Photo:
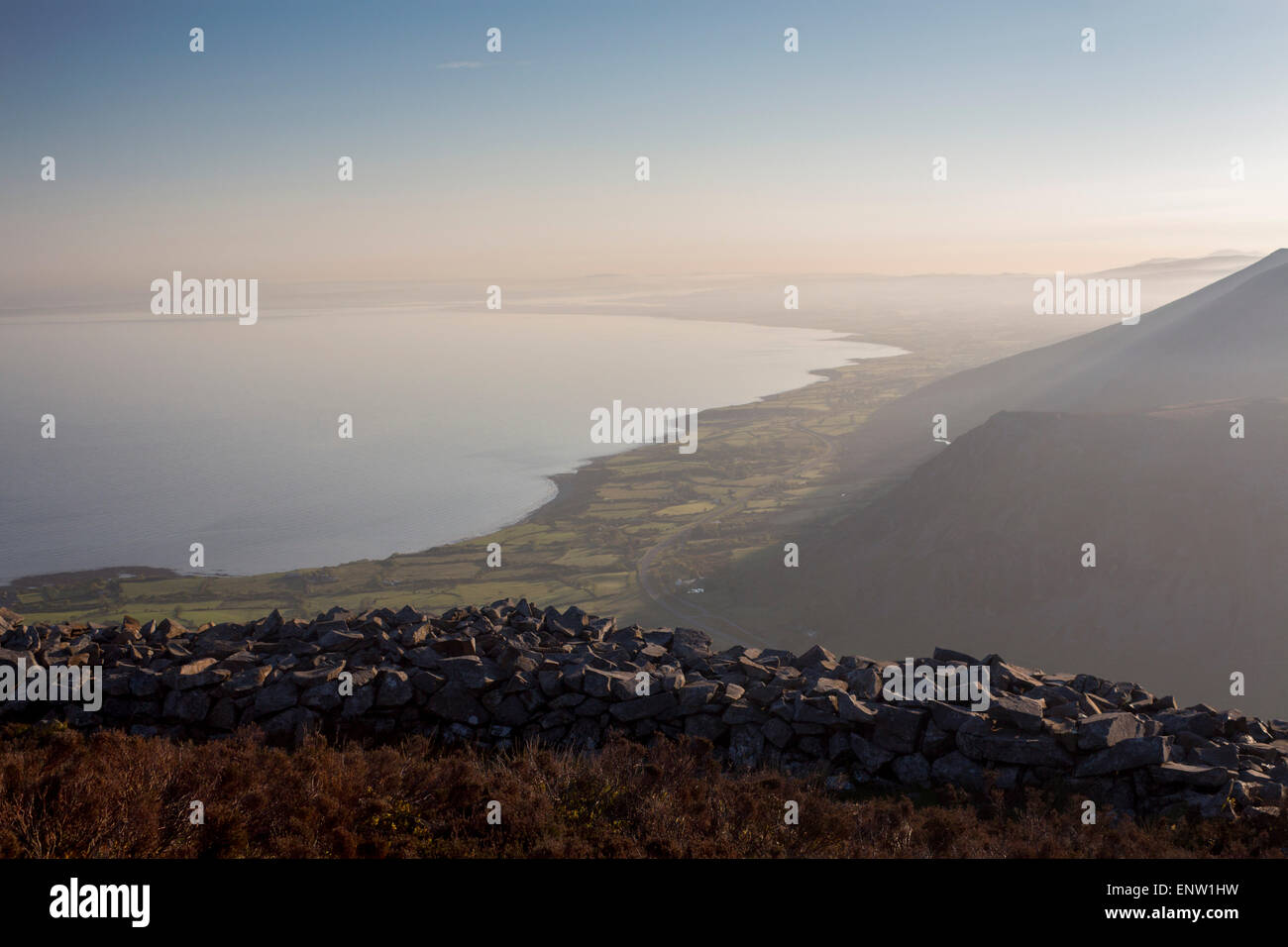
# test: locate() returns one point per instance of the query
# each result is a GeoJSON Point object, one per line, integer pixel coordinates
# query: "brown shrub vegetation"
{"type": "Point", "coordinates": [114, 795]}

— To be done —
Could you repeat every line of the items above, comment lines included, scaling each coordinate in the answers by 2.15 and rounding to whole numbers with halves rounded up? Leave the pictures out.

— Reply —
Photo:
# test: locate() returns one point per instance of the query
# each result is a GeoJSON Point object, one per line, integer pixel coordinates
# query: "brown shrub vegetation"
{"type": "Point", "coordinates": [245, 1709]}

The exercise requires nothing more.